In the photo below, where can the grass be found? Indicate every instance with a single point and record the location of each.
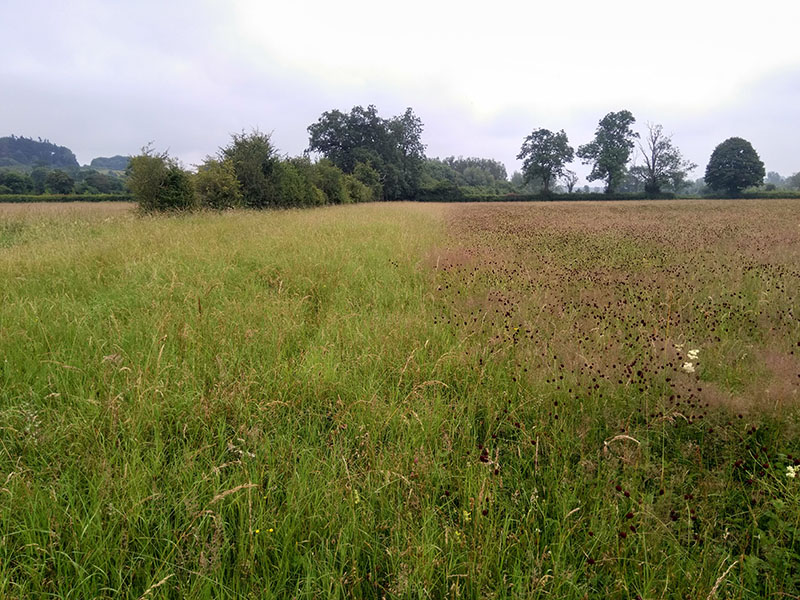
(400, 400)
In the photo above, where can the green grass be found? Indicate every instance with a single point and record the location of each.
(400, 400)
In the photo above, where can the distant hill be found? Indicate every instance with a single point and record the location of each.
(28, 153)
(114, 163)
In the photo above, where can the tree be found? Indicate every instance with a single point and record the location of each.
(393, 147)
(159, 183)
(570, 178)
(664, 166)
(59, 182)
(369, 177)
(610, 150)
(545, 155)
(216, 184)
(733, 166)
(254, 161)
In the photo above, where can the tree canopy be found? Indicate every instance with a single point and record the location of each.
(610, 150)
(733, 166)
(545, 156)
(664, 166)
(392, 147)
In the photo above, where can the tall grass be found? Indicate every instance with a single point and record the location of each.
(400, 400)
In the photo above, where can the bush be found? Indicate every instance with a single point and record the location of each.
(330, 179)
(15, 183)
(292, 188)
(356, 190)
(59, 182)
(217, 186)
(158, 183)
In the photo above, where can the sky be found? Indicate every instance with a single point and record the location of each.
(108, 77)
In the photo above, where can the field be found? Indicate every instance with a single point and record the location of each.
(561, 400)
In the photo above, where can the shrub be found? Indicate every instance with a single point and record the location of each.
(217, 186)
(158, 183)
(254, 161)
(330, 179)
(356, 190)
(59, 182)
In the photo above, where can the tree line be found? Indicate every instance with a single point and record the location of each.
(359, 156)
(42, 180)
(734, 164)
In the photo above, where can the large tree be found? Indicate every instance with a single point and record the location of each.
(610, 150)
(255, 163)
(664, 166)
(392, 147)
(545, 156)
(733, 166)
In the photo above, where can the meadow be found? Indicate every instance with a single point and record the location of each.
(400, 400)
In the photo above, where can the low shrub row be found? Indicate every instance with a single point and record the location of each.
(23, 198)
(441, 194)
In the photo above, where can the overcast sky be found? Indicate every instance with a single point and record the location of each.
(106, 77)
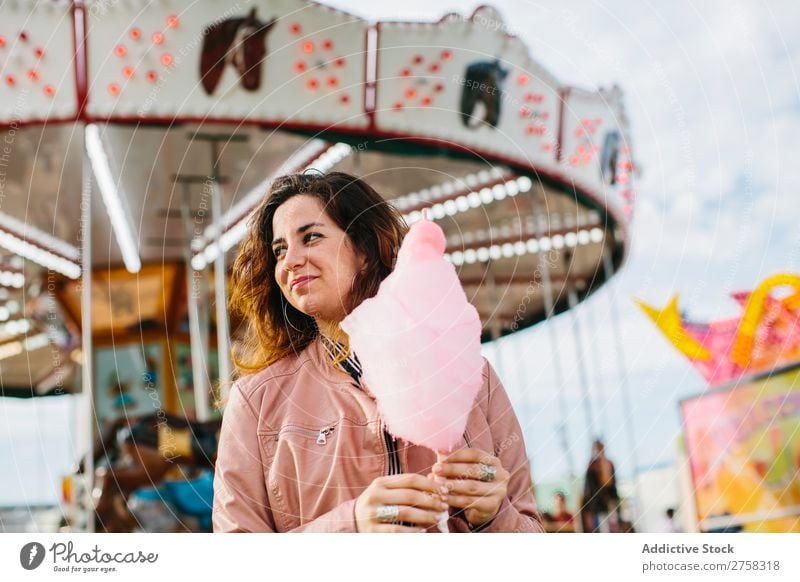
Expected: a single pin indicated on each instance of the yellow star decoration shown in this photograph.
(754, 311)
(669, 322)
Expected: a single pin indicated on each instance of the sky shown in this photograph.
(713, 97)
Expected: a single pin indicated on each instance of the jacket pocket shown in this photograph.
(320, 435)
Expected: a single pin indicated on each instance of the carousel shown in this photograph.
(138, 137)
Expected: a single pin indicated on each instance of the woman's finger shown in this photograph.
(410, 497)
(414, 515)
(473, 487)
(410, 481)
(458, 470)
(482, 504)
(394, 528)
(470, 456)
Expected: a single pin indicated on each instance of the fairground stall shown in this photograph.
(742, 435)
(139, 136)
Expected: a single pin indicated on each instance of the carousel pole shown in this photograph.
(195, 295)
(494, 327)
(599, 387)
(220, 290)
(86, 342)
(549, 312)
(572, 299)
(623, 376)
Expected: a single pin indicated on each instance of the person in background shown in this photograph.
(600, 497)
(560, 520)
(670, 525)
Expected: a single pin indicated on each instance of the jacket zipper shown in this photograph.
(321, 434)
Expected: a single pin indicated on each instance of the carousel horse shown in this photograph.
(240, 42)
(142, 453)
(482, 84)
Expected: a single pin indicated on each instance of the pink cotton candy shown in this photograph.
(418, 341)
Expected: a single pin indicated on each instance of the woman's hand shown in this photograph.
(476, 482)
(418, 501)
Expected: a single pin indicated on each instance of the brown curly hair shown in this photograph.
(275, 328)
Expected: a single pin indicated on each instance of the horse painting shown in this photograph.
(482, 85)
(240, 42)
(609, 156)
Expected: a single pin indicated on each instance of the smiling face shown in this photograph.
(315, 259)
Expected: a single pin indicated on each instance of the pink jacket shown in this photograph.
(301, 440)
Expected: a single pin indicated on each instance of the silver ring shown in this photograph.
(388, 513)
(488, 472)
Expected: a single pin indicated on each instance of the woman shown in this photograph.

□ □ □ □ □

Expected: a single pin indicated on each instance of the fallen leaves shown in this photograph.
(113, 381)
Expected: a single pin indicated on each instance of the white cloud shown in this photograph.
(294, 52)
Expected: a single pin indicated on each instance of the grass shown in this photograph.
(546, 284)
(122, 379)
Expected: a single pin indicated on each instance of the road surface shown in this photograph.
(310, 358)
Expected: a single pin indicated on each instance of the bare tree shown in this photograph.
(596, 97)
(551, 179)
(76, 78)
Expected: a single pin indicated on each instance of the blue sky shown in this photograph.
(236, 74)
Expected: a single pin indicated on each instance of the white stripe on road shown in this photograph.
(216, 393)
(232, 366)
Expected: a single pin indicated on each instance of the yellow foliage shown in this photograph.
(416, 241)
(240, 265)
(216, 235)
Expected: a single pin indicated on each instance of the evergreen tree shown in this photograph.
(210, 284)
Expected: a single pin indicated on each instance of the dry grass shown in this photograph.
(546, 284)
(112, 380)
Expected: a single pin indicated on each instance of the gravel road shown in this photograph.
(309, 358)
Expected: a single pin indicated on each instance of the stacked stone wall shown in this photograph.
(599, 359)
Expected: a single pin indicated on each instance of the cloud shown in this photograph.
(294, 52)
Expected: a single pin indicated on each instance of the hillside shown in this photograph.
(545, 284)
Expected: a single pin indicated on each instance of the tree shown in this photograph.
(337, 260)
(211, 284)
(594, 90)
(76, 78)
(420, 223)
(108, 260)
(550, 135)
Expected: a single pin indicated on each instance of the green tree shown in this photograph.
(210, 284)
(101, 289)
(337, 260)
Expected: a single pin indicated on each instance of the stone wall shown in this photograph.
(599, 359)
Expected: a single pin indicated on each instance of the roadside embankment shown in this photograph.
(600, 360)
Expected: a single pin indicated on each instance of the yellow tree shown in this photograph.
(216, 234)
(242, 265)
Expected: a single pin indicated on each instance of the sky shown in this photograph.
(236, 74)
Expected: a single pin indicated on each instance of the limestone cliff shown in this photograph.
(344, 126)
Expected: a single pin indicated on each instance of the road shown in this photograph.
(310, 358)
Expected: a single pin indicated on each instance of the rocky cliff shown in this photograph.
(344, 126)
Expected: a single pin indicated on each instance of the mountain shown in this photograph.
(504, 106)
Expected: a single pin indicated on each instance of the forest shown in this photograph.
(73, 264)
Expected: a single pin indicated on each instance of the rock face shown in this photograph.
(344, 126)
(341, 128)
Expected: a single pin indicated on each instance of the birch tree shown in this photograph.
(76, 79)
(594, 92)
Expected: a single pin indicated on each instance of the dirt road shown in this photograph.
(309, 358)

□ □ □ □ □

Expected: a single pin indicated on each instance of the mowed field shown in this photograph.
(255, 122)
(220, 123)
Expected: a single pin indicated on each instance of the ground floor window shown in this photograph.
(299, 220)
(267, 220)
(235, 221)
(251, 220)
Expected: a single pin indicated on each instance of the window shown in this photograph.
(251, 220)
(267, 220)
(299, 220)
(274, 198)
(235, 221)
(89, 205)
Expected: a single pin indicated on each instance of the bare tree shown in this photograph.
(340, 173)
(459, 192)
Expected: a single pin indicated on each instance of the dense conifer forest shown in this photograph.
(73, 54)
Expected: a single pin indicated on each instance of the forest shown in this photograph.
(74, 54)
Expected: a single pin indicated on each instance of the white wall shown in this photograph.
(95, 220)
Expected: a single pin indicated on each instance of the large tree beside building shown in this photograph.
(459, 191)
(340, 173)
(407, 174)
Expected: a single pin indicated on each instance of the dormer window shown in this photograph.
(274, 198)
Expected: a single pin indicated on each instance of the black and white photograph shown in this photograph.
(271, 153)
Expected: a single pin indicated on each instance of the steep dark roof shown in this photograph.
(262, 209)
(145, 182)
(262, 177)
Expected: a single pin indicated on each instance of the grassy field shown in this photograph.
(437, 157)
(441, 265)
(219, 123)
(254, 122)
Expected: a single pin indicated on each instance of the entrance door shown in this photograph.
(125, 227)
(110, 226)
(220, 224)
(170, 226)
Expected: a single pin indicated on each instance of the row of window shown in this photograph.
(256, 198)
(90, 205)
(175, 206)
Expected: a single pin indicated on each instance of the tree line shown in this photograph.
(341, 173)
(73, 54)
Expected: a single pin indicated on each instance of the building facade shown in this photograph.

□ □ □ □ □

▸ **Activity**
From the line that has "line shown in this photograph." through the line that has "facade shown in this photograph.", copy every line exactly as it appears above, and leave out all others.

▸ **Task solution**
Expected: a single pin indicated on each instance of the tree line shown in this photograph.
(341, 173)
(73, 54)
Expected: a single pin indicated on each instance of the building facade shown in this photograph.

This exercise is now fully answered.